Source records:
************

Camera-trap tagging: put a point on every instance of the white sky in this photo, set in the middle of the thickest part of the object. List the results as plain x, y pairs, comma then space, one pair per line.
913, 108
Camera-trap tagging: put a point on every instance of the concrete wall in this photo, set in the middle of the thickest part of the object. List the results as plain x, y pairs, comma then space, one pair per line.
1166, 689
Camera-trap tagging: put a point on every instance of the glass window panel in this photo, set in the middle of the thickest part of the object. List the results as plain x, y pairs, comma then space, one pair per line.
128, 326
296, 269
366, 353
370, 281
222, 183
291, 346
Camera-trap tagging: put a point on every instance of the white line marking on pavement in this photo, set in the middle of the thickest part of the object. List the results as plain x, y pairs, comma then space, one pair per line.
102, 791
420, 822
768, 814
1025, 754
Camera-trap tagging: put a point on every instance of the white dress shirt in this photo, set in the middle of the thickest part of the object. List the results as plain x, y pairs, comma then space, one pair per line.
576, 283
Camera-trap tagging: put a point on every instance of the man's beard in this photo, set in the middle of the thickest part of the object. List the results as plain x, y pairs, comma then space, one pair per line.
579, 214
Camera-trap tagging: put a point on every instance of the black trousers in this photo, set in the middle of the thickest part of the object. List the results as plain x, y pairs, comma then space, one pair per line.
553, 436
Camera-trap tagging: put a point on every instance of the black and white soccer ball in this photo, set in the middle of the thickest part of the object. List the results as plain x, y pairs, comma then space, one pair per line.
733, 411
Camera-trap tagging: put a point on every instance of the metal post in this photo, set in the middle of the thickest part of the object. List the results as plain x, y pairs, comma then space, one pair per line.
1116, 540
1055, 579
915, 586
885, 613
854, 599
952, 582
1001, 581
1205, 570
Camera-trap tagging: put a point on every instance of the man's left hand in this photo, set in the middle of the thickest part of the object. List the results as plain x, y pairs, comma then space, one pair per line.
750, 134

************

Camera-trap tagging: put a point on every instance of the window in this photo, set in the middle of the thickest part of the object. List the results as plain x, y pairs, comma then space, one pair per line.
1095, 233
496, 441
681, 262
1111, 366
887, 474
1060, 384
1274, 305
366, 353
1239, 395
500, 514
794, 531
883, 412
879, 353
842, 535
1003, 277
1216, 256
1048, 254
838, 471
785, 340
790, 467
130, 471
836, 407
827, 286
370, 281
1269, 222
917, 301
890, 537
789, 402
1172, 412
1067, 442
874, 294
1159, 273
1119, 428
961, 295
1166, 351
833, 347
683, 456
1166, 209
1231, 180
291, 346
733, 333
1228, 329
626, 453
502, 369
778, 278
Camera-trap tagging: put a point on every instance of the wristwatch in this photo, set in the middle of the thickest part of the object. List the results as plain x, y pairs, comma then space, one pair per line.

************

Retype exactly the lines above, from the one with "Camera-trap tagging: put a point on every instance of the window" through the one with "of the wristwatch", inclusive.

▸ **TASK SOLUTION**
Camera-trap tagging: put a point on every instance of the window in this photo, set in the middle of the thickest part of the object. List the results as plain x, y pairs, comma then space, one pair per line.
1095, 233
496, 441
681, 262
1111, 366
887, 474
1060, 384
1274, 305
366, 353
1239, 395
500, 514
794, 531
883, 412
879, 353
842, 535
1003, 277
1216, 256
1048, 254
838, 471
785, 340
790, 467
130, 471
836, 407
827, 286
370, 281
1269, 222
917, 301
890, 537
789, 402
1172, 412
1067, 442
874, 294
1159, 273
1119, 428
961, 295
1166, 351
833, 347
683, 456
1166, 209
1231, 180
291, 346
733, 333
1228, 329
626, 453
502, 369
778, 278
Camera-trap tagging: put a point on every instance of the wristwatch in this photo, set in the middle of the thickest part of the object. List the results as plain x, y pairs, comma then space, one pair per line.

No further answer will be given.